■ THE TASK: Copy the lines below, beginning with the one that contains "[tag] waffle cone cutout: a pin per instance" and continuing through the final line, exactly as written and with no other lines.

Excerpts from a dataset
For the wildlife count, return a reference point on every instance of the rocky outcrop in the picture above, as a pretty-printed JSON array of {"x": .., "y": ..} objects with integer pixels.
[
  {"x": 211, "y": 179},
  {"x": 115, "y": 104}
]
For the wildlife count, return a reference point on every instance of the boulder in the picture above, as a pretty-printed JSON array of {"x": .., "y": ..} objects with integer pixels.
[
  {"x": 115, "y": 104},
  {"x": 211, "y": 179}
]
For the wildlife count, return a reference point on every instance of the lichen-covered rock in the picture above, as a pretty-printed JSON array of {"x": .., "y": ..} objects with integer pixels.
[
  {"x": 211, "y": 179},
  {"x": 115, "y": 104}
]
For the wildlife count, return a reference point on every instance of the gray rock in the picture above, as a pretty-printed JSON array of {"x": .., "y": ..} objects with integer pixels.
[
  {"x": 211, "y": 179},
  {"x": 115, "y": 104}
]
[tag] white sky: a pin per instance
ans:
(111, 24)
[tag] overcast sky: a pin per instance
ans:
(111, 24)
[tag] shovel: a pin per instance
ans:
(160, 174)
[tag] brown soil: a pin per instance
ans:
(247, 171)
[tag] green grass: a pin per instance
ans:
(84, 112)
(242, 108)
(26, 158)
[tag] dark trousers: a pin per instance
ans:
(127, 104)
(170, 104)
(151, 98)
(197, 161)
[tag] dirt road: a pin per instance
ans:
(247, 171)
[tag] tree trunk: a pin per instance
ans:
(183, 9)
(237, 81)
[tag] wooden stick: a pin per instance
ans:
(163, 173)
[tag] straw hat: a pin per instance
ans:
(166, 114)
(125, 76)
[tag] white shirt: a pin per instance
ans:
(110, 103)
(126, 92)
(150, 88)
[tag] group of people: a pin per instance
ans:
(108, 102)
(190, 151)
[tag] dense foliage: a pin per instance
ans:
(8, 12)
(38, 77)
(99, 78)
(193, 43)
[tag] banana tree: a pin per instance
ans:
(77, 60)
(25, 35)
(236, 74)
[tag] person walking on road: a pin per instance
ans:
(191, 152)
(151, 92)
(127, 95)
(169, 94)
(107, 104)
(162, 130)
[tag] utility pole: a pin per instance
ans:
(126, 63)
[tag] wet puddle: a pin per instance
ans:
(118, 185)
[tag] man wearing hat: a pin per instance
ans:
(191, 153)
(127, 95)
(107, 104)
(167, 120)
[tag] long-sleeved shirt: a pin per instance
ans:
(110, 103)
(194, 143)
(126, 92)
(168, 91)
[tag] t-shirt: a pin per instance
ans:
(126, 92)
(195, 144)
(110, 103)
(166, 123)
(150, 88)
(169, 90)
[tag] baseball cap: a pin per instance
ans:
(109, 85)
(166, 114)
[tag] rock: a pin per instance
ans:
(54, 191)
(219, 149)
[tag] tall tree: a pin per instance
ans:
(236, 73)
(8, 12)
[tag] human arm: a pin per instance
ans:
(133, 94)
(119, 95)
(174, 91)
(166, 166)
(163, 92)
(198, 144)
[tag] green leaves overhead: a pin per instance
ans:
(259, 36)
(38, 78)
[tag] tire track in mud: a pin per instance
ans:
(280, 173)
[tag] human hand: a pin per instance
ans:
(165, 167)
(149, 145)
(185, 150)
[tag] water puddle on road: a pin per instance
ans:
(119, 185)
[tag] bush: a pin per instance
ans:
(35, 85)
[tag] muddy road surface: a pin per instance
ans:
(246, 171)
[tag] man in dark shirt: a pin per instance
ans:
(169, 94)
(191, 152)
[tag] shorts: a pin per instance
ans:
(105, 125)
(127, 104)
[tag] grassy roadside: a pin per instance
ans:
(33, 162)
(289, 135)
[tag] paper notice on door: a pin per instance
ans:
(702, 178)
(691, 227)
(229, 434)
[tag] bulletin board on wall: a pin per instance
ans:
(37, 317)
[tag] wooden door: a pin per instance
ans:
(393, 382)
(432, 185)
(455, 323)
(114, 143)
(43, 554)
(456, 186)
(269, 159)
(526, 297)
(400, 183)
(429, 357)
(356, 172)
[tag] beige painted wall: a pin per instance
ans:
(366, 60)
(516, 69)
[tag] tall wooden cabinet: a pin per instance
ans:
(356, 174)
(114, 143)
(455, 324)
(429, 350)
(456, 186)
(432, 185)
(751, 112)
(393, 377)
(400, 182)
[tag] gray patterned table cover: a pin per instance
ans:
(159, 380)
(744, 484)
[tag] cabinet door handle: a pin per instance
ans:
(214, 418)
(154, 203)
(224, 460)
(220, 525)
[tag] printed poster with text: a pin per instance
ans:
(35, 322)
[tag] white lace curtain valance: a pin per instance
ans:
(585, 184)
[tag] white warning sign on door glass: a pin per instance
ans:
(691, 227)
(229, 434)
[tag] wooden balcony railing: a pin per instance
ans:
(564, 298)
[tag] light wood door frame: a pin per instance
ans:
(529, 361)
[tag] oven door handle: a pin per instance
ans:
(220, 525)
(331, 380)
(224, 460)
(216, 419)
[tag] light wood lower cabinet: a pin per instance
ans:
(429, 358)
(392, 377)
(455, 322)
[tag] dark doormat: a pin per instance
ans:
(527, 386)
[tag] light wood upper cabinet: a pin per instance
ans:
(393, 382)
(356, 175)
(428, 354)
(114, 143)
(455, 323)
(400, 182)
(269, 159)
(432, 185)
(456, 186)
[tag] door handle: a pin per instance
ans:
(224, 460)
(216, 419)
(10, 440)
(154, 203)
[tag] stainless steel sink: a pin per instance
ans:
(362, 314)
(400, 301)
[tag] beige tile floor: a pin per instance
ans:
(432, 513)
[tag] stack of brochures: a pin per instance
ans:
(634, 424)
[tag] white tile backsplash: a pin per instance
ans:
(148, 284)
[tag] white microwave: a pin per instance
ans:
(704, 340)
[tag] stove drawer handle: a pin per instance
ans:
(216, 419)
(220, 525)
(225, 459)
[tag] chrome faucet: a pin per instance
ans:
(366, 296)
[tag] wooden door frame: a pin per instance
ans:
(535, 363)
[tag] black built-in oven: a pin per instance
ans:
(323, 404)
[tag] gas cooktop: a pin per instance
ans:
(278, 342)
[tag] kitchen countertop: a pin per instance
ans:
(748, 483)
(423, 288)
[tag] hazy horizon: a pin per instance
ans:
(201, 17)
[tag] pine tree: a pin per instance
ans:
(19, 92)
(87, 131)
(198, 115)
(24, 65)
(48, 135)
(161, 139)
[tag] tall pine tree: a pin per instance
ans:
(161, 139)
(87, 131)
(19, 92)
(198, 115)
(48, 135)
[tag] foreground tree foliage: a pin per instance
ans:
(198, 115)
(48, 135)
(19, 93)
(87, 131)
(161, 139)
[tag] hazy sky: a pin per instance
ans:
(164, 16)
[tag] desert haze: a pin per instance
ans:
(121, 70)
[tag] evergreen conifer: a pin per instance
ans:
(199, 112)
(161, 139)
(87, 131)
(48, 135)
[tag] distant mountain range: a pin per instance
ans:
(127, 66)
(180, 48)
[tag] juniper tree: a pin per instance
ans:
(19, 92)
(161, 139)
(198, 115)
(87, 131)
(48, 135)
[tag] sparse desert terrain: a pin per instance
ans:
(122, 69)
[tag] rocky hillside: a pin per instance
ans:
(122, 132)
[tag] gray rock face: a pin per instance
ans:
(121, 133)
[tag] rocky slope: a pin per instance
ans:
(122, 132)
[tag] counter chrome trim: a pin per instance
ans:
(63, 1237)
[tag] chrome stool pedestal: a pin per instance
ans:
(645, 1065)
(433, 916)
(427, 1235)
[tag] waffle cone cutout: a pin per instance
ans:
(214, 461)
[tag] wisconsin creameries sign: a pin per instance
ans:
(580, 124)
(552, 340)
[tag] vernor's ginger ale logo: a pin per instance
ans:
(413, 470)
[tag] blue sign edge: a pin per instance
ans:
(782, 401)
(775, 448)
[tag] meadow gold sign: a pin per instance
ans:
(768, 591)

■ RESPONSE BELOW:
[tag] waffle cone cutout: a pin per instance
ans:
(214, 461)
[tag] wisconsin creameries sign: a pin per instance
ans:
(580, 124)
(552, 340)
[tag] vernor's ginger ale logo: a pin per instance
ans:
(413, 470)
[tag] blue sign edge: a pin per instance
ans:
(782, 401)
(775, 448)
[tag] meadow gold sign: a pin per instance
ans:
(768, 591)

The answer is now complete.